3.勤務時間は8時半からであるが、窓口の受付時間を9時からにする
■30分受付時間を遅らせる

 それまでは勤務開始時間と受付時間は同時だった(8時半)。制度を変えて、始業時間はそのまま8時半であるが、市民からの申請等の受付時間は9時からにして、30分遅らせた。
 それまでは始業時間開始前に、あるいは業務中の合間に、打ち合わせを行っていた。それが30分も時間があるので、職員は、その間、お茶を飲み、ゆっくり仕事の準備ができる。
■銀行の支店のやり方
 これは銀行の支店のやり方である。9時からの開店前の8時半から朝礼等を行う。そのやり方を市役所に導入したのだろう。
■他の町だと駅前のサービスコーナーを設置してサービス低下を防ぐ
 他の町でも、勤務開始時間と窓口受付時間を変える例はあるが、その場合、駅等にサービスコーナーを設置して、通勤途上で手続きができるようにして、その間のサービス低下を補う措置を講じるのが普通である。

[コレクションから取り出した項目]
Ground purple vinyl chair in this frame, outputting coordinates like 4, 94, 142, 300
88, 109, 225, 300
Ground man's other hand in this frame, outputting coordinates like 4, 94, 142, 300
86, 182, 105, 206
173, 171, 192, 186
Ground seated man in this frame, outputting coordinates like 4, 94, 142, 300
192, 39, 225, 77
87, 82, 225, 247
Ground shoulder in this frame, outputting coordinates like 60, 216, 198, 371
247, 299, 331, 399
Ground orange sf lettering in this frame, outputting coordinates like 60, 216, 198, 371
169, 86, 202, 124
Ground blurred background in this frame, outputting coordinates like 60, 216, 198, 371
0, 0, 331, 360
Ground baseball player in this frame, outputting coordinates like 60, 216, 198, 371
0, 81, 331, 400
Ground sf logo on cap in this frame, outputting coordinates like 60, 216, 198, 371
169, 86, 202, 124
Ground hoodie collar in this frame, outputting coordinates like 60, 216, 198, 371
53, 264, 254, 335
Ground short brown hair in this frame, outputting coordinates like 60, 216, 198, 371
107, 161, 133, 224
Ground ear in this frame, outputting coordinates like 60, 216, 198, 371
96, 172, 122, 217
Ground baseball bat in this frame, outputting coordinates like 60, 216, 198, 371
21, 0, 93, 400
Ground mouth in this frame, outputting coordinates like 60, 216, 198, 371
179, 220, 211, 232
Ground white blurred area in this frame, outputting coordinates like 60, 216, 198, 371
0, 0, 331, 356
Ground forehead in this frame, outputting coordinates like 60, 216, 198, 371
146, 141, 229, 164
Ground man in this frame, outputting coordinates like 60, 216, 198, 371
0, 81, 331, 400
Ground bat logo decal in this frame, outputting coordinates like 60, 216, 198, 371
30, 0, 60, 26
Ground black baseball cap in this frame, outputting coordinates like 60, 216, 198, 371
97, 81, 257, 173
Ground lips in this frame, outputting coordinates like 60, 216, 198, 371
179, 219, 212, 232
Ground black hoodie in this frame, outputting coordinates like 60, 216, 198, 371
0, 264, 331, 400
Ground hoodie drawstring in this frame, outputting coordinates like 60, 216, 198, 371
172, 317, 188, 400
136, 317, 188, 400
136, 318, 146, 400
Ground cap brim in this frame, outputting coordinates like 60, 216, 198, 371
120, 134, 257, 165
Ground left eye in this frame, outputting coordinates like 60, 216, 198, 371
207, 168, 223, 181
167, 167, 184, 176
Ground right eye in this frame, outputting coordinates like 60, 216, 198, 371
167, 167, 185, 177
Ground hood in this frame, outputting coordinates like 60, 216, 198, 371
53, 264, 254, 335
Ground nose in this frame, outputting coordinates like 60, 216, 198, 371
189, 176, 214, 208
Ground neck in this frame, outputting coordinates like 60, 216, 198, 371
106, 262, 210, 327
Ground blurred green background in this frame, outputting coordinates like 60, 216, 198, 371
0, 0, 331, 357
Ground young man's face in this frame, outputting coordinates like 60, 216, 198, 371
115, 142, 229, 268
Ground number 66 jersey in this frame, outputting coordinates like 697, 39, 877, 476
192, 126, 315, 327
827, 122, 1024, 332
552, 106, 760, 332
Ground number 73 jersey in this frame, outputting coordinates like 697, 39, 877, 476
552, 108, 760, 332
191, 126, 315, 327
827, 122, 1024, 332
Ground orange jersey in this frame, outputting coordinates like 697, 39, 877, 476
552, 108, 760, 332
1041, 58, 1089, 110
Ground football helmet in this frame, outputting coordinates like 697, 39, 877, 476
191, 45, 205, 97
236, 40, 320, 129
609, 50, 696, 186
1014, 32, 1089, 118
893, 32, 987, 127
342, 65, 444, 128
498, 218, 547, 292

_作業内容:_
a - 抜粋本文のうち「■」で始まる見出しを、記載順にすべて書き出してください。
b - 抜粋本文の内容に基づき、次の問いに答えてください。
(i) 制度変更後、市民からの申請等の受付は何時からになりましたか。
(ii) 銀行の支店では、開店前の8時半から何を行うと述べられていますか。
(iii) 他の町では、サービスコーナーを駅等に設置することで何ができるようにしていますか。

_解答例:_
a -
■30分受付時間を遅らせる
■銀行の支店のやり方
■他の町だと駅前のサービスコーナーを設置してサービス低下を防ぐ

b -
(i) 9時から
(ii) 朝礼等
(iii) 通勤途上で手続きができるようにしている